THE DATA section start
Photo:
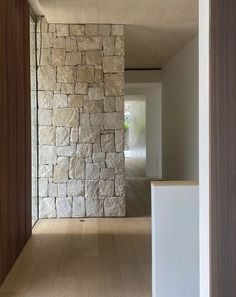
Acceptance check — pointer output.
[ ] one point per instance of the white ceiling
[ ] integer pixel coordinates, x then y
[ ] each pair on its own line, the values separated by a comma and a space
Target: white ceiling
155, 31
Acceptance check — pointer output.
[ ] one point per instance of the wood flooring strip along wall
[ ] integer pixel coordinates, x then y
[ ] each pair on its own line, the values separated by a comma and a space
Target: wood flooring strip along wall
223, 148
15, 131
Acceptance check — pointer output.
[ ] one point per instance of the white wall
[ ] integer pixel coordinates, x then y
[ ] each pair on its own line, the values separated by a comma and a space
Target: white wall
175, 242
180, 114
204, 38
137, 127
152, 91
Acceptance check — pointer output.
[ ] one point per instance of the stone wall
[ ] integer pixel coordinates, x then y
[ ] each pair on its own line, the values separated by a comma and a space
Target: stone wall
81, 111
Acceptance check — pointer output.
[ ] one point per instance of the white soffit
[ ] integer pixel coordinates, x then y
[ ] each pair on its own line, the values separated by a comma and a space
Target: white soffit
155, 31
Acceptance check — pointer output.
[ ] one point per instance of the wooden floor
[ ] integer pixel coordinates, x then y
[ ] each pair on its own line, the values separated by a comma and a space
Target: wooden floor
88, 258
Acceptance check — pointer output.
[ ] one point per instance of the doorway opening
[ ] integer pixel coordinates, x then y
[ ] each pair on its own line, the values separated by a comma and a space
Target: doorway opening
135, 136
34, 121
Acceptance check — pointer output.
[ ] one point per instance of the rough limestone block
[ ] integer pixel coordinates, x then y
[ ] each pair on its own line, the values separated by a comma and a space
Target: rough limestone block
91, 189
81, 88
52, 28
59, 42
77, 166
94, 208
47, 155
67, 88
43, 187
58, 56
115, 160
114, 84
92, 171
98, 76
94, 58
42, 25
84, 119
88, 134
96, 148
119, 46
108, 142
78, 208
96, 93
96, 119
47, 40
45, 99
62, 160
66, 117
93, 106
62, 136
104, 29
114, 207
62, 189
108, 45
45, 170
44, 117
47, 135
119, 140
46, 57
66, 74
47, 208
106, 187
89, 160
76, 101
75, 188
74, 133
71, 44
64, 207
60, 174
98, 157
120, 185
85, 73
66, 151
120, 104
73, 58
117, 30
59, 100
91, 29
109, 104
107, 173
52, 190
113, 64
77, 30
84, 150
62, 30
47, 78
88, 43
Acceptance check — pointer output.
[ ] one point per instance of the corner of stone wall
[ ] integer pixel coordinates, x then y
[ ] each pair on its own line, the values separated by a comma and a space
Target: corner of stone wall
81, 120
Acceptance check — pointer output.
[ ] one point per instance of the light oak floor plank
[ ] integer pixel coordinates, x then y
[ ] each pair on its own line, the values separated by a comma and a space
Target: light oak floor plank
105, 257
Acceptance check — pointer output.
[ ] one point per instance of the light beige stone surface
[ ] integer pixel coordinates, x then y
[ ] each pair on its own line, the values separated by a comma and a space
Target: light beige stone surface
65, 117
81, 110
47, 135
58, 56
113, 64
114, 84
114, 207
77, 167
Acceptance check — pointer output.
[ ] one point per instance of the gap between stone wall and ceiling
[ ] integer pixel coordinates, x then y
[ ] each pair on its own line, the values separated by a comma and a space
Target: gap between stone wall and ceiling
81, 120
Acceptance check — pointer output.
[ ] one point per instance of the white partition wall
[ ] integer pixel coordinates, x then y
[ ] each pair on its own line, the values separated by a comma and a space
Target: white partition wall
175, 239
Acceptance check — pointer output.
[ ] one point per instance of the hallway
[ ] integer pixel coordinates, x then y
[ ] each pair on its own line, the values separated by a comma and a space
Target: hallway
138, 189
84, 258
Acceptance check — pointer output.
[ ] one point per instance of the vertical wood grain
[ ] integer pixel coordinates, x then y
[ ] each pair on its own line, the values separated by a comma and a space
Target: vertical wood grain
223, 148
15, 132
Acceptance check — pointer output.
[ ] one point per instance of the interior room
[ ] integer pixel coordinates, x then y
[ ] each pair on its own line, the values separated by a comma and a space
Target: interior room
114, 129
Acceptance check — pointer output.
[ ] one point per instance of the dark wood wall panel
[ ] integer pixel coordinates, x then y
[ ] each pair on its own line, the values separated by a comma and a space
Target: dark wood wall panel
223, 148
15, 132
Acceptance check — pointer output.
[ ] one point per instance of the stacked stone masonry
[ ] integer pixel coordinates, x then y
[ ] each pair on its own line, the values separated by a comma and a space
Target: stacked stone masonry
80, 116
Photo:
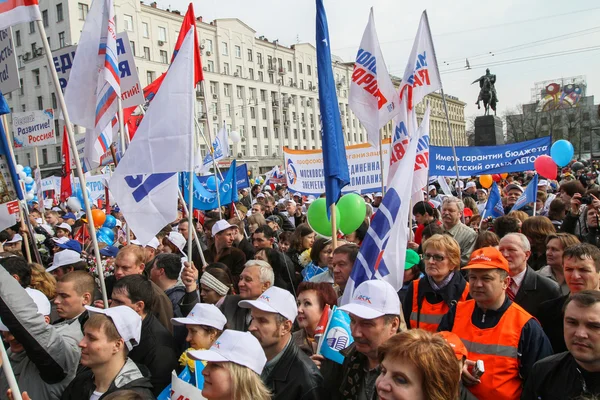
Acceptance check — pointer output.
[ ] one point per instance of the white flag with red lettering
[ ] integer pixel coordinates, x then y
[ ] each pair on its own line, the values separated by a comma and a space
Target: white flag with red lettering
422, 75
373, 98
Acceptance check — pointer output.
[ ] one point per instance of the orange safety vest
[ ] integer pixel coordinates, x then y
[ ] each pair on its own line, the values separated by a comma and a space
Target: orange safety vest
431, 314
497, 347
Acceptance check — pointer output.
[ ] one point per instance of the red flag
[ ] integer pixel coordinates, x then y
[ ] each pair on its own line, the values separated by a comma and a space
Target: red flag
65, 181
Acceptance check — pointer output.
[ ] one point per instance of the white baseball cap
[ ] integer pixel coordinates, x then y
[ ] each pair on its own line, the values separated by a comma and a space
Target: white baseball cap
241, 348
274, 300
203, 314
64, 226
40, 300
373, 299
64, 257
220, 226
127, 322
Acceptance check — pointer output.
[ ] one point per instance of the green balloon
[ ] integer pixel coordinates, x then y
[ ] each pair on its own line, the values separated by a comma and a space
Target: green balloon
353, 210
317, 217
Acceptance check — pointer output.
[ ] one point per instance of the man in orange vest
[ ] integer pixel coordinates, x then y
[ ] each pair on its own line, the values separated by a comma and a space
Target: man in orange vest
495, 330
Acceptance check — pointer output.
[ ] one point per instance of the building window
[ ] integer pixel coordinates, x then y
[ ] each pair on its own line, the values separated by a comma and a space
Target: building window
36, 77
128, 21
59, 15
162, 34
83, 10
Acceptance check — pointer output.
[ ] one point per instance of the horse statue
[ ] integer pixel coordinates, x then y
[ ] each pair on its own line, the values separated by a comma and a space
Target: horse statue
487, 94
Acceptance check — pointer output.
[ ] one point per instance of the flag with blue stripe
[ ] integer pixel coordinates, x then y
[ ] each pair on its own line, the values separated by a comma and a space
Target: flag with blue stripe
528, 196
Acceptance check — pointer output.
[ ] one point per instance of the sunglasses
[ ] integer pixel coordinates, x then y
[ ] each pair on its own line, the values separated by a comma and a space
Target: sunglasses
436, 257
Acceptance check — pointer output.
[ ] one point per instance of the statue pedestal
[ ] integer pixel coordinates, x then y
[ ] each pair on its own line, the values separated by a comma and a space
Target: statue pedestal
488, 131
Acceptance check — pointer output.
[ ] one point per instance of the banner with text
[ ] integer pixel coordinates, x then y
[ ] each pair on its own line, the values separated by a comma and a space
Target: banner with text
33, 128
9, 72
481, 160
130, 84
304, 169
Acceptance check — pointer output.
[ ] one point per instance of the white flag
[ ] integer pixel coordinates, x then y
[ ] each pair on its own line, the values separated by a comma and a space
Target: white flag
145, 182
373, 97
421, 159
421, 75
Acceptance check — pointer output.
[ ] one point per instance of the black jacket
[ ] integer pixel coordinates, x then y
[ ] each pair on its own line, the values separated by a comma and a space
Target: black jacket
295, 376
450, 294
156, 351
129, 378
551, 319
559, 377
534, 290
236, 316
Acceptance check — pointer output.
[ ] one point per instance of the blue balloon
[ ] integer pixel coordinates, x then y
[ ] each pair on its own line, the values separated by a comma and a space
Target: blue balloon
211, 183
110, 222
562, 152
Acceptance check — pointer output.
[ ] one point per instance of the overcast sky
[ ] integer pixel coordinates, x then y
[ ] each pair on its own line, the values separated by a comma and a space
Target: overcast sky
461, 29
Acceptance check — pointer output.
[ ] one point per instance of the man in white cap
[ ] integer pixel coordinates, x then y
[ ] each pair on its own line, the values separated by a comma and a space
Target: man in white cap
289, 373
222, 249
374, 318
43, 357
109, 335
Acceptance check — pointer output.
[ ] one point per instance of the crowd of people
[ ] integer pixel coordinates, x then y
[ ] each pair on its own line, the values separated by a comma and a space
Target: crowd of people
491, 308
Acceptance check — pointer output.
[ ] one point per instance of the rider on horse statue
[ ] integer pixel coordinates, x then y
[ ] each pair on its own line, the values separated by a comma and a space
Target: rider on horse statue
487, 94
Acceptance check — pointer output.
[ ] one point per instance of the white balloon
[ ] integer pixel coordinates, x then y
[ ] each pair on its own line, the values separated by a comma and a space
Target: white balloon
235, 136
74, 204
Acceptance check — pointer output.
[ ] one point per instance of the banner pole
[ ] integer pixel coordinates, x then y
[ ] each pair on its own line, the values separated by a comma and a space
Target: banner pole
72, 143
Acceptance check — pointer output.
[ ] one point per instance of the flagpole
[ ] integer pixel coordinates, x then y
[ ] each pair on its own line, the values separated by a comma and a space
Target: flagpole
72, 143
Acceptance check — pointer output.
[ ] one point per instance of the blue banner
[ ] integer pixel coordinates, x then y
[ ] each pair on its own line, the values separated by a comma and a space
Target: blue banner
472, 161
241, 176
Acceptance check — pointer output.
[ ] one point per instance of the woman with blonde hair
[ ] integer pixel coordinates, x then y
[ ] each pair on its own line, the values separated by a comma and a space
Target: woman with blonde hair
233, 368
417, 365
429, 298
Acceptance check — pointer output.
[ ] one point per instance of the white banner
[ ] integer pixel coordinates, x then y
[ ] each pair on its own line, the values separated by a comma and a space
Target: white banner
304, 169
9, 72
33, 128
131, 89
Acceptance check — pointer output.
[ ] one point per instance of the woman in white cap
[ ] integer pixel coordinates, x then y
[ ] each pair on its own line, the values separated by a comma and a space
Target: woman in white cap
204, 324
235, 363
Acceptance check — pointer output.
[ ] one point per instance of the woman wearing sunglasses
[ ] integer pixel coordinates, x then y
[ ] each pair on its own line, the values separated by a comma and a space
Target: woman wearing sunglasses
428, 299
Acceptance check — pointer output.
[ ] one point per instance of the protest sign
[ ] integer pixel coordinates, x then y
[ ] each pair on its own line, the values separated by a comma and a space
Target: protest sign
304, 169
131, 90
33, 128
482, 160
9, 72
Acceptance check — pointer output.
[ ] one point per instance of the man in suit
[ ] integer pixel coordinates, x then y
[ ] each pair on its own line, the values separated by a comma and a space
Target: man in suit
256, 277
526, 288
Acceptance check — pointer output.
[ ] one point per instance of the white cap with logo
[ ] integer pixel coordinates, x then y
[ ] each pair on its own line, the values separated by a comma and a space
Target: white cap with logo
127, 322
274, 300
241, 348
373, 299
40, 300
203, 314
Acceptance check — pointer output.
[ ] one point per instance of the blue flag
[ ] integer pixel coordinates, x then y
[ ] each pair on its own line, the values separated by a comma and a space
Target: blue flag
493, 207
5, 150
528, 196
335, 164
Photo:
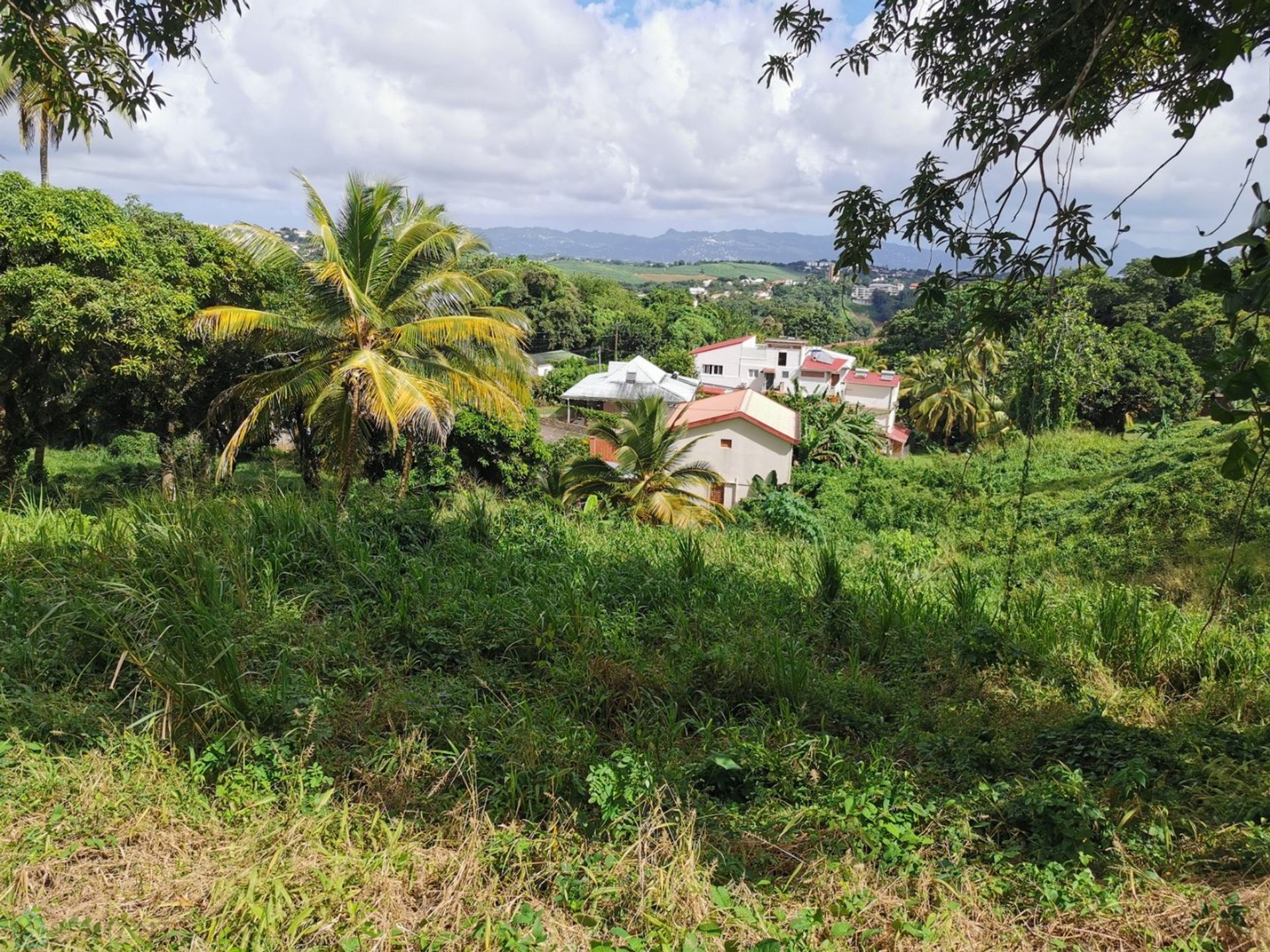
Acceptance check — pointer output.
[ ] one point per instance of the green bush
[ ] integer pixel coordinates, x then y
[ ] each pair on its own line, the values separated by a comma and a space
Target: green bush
THE DATA section end
TASK INSTRUCTIONS:
Each line above that carries the string "bush" has to be returned.

RESULT OF THE EXERCISE:
[ ] one point per instance of the green bush
Target: green bush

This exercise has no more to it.